*** Input material

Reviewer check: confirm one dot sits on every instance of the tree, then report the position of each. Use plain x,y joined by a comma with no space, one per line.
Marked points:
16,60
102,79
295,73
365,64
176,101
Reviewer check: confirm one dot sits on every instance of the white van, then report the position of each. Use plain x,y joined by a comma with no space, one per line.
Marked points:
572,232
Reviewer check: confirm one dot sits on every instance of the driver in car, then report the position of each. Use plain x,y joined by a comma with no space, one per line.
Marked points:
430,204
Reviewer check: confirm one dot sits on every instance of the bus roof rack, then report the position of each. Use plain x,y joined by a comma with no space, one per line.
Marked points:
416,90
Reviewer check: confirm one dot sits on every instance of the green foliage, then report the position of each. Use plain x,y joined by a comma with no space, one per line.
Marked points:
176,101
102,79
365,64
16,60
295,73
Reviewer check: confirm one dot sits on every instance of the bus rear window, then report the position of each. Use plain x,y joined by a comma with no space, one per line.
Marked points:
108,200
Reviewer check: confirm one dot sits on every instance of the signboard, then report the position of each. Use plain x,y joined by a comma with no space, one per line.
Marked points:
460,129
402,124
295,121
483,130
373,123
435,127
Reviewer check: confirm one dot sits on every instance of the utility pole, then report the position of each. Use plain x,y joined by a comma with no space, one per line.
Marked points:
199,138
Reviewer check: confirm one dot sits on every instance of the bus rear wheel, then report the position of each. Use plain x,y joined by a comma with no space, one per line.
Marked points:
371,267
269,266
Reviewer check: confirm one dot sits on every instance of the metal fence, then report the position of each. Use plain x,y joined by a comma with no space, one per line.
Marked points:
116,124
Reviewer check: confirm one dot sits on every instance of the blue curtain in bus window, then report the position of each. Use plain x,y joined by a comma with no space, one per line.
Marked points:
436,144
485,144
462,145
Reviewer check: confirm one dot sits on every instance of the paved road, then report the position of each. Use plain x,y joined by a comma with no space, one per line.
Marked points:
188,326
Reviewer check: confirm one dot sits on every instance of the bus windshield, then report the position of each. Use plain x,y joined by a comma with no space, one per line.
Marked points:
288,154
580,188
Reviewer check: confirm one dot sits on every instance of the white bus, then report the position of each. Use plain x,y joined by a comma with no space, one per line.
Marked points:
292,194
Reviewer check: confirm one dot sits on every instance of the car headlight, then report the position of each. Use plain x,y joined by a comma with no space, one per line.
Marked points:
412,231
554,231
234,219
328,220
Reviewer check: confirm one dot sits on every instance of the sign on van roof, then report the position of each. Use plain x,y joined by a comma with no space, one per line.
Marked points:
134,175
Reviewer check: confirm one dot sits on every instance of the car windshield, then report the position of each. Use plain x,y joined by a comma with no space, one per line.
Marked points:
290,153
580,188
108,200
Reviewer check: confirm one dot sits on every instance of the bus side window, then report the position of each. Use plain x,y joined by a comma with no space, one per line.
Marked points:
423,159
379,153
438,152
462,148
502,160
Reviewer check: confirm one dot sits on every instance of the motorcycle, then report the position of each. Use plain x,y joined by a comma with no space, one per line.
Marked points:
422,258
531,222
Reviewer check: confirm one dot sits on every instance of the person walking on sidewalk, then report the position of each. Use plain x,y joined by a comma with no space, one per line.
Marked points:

******

Exercise instructions =
Extract every record and return it verbatim.

Task output =
Reviewer check: confirm one dot sits on every instance of the tree, then report the position of each. Use plain x,y joined by a comma with no space, one per line.
Marked points:
16,60
102,79
295,73
365,64
176,101
Reviewer check: confirm one dot sits on every instance of the white van, then report the position of each. Use plain x,y joined by a comma with no space, one per line.
Marked points:
572,232
Reviewer check: confirm one dot sits on every instance of the driver in car, then report the position of each. Use plain x,y joined by a comma with no space, one per line.
Marked points:
430,204
Reviewer check: confirm one dot sits on every instance of the bus roof rack, then report the position of each. Use plain x,y joined by a comma with no space, one per line.
Marked points:
416,90
Reviewer check: confirm one dot sits on every instance of the green foliage, then report the position of each. Use plain x,y joined by a comma with no space, one per line.
Marked points:
176,101
102,79
365,64
16,60
295,73
Reviewer check: confirm one dot sits on every instance of the bus rear window, then report the position of each. Use plain x,y joined by a comma with no space, one per line.
Marked points:
108,200
Reviewer check: confirm one dot sits on every instance of the signboard, then report the position of each. Use plain x,y joined by a comma with no space, one per line.
Marked points:
460,129
402,124
295,121
483,130
373,123
435,127
Reviewer check: confirm one dot sits on every instance of the utility pole, then report the position of each. Use plain x,y joined by a comma with no space, one per line.
Marked points:
199,138
Reviewer check: confirm one dot sits on every instance of the bus rear wheel, then report the position of each. Use plain x,y joined by a comma with no space, one per line.
Marked points:
371,267
269,266
Reviewer check: confirm one dot sits on every instance of the metal fence, then report the position of each. Use plain x,y joined by a comma with no space, one per line.
Marked points:
116,124
Reviewer check: confirm one dot sits on every instance of the blue curtain in bus window, then report the position of each. Use plain x,y joined by a comma with no space, one per line.
Marked points:
436,144
485,144
462,145
Reviewer check: confirm one dot sits on every instance of the paved road, then report the position of each. Use plain x,y joined by a comma with no space, one per line.
Marked points:
188,326
Reviewer check: confirm one dot sits on every instance of the bus windshield, then report the position of each. Use plain x,y joined by a comma with no space, one per line.
Marked points:
288,154
580,188
Reviewer check: confirm one dot sits on every instance of the white bus, then report the position of each. Use plain x,y joined by a comma with no space, one per line.
Marked points:
292,194
Reviewer check: confirm one dot sits on every instance of the car headlight, then report the position of each. Use plain x,y joined by a comma with no space, one per line.
Marked points:
412,231
554,231
234,219
328,220
Reviewer check: confirm one dot sits on every instance of the sign on van roof, then report the position of each. Use plain x,y joined by a comma with no space, one per line.
Marked points:
134,175
Reviewer check: confirm one dot sits on every instance of the car windshield, then report the position of each. Use plain x,y joined by a comma with no space, one per line.
Marked points:
290,153
580,188
108,200
Reviewer check: confirm one dot sits on every instance of the bus side window, then report the position of each. Use plain x,y joined by a comma with no space, one per line.
Marked points:
423,159
379,153
438,152
462,148
502,160
Reviewer check: confirm one dot sits on every instance of the motorcycle, then report the position of each. Use plain x,y joined by a comma with no space, one per line.
Marked points:
422,258
531,222
Reviewer check: confirm one dot sits on every instance of the person walking on sidewalk, then report the position of each. Use plain x,y joined by a comma with no space, one per line.
Marked points:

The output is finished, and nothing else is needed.